Render the stretch from the line containing "Thank you for the photo. Please point out the rear wing" through the end of the items as a Markdown table with two columns, Row and Text. Number each line in Row, put the line itself in Text, and omit blank lines.

━━ PROVIDED MATERIAL ━━

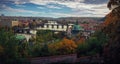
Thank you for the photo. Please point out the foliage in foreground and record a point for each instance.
(94, 45)
(11, 50)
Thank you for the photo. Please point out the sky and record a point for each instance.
(54, 8)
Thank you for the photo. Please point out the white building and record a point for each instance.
(53, 25)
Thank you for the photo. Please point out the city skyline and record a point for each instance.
(54, 8)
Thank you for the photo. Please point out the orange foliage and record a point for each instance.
(82, 40)
(112, 17)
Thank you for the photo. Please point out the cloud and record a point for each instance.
(53, 7)
(9, 9)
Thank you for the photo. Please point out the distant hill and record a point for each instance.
(67, 19)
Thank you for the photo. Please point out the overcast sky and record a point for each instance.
(54, 8)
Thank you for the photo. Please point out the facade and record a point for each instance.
(8, 23)
(74, 30)
(53, 25)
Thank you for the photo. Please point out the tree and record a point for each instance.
(10, 48)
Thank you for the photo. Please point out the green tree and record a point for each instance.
(10, 48)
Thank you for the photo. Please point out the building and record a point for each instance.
(77, 28)
(74, 30)
(53, 25)
(8, 23)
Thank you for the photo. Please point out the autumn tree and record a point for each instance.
(112, 29)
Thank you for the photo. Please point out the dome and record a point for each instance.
(20, 37)
(77, 27)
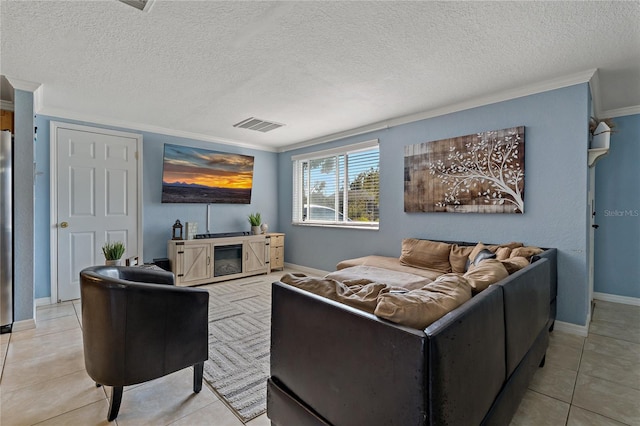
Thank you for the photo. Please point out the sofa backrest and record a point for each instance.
(526, 309)
(467, 360)
(352, 368)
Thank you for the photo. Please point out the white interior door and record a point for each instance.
(97, 197)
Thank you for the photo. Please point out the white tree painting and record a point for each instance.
(479, 173)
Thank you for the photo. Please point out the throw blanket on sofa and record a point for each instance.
(358, 274)
(415, 308)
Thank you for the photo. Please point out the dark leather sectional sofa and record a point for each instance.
(335, 365)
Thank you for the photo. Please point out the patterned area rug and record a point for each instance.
(239, 341)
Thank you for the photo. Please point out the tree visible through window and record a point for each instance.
(339, 187)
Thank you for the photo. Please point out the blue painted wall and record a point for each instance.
(617, 242)
(158, 218)
(23, 207)
(556, 143)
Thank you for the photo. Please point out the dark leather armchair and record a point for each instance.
(138, 326)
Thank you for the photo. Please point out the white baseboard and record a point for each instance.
(625, 300)
(312, 271)
(567, 327)
(43, 301)
(23, 325)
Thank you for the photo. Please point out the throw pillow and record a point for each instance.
(527, 251)
(477, 249)
(484, 274)
(426, 254)
(483, 255)
(514, 264)
(503, 253)
(458, 257)
(419, 308)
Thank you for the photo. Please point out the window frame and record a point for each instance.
(298, 192)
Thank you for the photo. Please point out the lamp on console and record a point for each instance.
(177, 231)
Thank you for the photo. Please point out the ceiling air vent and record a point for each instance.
(143, 5)
(253, 123)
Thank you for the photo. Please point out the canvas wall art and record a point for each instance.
(478, 173)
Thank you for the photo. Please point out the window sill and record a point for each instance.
(374, 227)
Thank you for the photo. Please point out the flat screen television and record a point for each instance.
(195, 175)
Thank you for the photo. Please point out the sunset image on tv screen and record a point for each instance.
(195, 175)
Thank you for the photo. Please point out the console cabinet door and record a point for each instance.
(255, 256)
(194, 263)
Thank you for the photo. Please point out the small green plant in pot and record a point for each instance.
(255, 220)
(113, 252)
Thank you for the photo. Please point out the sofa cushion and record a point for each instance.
(474, 252)
(361, 296)
(503, 253)
(483, 255)
(426, 254)
(459, 257)
(362, 274)
(385, 262)
(514, 264)
(419, 308)
(484, 274)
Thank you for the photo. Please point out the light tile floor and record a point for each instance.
(586, 381)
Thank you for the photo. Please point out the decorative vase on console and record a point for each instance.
(254, 221)
(113, 253)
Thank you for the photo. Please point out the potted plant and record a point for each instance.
(113, 252)
(255, 220)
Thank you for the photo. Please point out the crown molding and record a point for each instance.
(620, 112)
(129, 125)
(532, 89)
(594, 89)
(27, 86)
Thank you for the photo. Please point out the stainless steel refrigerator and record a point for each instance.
(6, 234)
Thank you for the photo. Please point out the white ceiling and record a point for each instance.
(195, 68)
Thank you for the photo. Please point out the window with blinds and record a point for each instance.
(340, 186)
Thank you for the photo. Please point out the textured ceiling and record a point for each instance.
(321, 68)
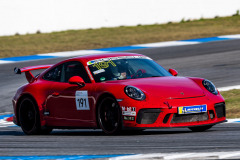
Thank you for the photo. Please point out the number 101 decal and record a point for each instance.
(82, 100)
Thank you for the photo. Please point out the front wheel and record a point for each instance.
(29, 118)
(200, 129)
(109, 116)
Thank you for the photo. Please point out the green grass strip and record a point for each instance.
(30, 44)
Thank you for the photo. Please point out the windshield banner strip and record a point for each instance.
(115, 58)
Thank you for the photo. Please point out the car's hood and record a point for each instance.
(166, 87)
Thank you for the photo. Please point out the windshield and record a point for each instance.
(127, 67)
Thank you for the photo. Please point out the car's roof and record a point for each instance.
(105, 55)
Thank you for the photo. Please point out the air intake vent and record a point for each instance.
(147, 116)
(220, 110)
(189, 117)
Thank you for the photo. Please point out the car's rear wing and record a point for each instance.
(30, 78)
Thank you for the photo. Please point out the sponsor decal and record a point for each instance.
(89, 73)
(115, 58)
(101, 65)
(128, 111)
(102, 79)
(192, 109)
(81, 98)
(129, 118)
(99, 71)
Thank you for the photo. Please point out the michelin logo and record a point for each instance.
(192, 109)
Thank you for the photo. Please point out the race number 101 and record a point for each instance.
(82, 102)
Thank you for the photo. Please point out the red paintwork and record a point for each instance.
(30, 68)
(161, 92)
(76, 80)
(173, 72)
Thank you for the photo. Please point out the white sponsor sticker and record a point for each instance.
(81, 98)
(128, 111)
(99, 71)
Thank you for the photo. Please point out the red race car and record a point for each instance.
(114, 92)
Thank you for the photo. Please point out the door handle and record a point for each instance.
(55, 94)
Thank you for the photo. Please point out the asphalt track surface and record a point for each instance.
(222, 137)
(216, 61)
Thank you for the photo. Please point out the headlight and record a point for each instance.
(134, 93)
(210, 86)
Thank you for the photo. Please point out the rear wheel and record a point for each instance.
(29, 118)
(200, 129)
(109, 116)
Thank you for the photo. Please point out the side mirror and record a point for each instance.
(77, 80)
(173, 72)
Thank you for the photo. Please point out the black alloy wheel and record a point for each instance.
(109, 116)
(29, 118)
(200, 129)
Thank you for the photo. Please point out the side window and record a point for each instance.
(54, 74)
(71, 69)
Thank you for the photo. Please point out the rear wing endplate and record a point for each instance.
(30, 78)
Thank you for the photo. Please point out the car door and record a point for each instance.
(68, 104)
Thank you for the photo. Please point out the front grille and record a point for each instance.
(220, 110)
(147, 116)
(189, 117)
(211, 113)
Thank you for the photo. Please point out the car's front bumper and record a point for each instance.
(165, 116)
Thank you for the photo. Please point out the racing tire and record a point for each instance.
(109, 116)
(29, 118)
(200, 129)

━━━

### SOLUTION FOR THIS TASK
| Row | Text |
|---|---|
| 1 | Thank you for the photo. Please point out the rear wing endplate and record a point for each instance. |
| 2 | (30, 78) |
| 3 | Thank you for the photo. Please point out the car door and record a point for each instance. |
| 4 | (68, 104) |
| 5 | Thank you for the photo. Please point out the front grille and record a point for each instance. |
| 6 | (220, 110) |
| 7 | (147, 116) |
| 8 | (189, 117) |
| 9 | (211, 113) |
| 10 | Thank you for the photo. Please point out the car's front bumper and record a point for each instance. |
| 11 | (165, 116) |
| 12 | Thank you for the photo. Please point out the racing tire and record a point for each instance. |
| 13 | (109, 116) |
| 14 | (29, 118) |
| 15 | (200, 129) |